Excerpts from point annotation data
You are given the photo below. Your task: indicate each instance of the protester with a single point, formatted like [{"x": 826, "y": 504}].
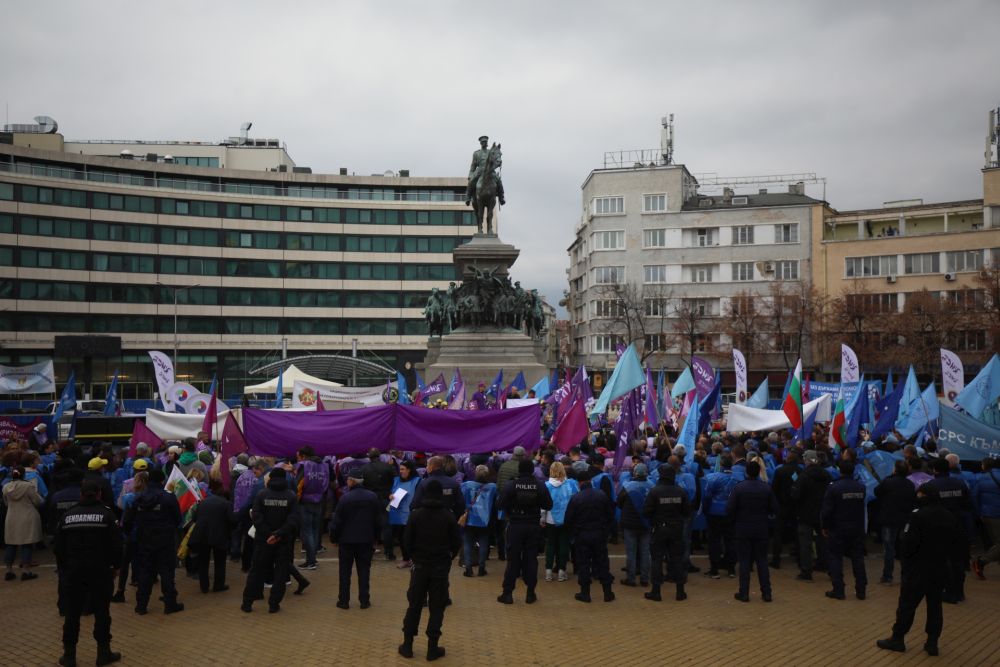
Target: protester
[
  {"x": 355, "y": 526},
  {"x": 432, "y": 539}
]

- [AIM OF THE TASK]
Rewrite the material above with every "protester" changed to "demonstrator" and nothing else altered, leaving out the picture.

- [COMPLETED EXERCISE]
You are given the photo below. Your task: indicate each instance of the demonstrator with a single point, formatted like [{"x": 826, "y": 504}].
Target: demonstrator
[
  {"x": 355, "y": 526},
  {"x": 432, "y": 539}
]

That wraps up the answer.